EXERCISE DETAILS: Show every line of the records below that contains the string "stork", copying each line in full. Case counts when matching.
BEGIN GIVEN DATA
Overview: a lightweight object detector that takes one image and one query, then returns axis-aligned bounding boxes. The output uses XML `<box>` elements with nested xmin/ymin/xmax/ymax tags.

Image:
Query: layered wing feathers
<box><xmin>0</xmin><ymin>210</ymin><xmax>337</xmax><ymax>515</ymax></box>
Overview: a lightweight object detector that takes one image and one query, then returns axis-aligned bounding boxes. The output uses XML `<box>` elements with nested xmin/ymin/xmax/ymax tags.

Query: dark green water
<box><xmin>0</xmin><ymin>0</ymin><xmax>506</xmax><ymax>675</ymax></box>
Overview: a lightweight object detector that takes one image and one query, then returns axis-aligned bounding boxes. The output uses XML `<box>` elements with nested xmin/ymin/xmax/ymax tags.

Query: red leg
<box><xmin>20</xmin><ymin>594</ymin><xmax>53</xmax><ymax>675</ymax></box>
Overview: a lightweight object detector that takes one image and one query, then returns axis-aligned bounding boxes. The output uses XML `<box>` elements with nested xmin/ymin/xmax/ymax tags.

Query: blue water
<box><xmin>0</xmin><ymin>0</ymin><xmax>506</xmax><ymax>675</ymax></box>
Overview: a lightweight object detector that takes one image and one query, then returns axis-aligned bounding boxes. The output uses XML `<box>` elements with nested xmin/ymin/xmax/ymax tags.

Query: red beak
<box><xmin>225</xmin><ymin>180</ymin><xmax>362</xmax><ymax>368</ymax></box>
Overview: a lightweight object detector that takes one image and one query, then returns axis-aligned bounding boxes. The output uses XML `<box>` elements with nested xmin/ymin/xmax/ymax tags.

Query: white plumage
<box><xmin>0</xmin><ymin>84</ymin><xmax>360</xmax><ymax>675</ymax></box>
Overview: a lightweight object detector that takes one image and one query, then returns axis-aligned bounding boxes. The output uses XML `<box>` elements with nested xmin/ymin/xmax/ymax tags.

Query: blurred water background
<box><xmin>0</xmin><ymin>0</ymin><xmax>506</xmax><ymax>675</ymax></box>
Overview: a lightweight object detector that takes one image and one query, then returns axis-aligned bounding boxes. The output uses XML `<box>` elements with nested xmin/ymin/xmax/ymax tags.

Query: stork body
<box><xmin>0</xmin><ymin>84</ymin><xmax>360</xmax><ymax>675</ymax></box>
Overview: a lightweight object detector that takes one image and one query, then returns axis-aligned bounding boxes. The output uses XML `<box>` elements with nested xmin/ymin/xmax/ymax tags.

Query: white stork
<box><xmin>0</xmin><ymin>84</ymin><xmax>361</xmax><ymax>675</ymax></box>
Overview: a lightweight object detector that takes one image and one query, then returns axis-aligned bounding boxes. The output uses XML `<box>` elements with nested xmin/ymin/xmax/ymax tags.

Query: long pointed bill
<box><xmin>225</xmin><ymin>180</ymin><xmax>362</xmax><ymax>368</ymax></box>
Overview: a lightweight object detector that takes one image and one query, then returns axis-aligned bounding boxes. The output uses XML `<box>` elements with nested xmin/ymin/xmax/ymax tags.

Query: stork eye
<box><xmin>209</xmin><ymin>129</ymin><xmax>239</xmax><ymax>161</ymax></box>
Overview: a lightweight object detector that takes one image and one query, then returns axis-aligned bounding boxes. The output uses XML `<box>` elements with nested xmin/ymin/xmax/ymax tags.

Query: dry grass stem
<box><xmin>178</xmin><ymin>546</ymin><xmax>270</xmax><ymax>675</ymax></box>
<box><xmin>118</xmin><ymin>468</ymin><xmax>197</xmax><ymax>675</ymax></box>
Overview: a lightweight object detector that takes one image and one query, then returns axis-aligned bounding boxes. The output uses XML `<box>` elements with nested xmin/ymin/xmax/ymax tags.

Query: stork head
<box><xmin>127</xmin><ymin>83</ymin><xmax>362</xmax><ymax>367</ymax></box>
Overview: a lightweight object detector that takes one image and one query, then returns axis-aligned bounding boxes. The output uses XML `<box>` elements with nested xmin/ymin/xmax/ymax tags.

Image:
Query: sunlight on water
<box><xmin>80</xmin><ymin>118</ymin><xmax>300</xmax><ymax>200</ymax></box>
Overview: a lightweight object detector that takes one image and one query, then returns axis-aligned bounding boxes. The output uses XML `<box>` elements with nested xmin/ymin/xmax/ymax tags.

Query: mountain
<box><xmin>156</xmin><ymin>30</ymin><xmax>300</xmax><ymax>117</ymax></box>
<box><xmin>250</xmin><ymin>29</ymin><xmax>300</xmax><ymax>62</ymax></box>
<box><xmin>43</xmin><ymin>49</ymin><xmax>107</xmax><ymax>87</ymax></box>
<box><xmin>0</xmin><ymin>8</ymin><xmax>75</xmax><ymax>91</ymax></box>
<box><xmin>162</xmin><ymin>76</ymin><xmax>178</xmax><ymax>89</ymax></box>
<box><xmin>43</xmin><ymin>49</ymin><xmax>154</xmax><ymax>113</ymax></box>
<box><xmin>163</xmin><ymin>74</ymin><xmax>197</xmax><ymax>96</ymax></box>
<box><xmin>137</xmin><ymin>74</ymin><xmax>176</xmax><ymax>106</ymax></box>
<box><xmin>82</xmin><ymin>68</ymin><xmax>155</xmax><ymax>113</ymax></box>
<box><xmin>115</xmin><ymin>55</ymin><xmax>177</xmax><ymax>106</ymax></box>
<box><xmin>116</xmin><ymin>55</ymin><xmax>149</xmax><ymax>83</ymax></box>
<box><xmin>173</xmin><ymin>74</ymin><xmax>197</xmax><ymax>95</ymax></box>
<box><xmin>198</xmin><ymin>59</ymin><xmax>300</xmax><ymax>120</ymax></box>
END GIVEN DATA
RESULT OF THIS EXERCISE:
Query: stork body
Query: white stork
Query: stork eye
Query: stork head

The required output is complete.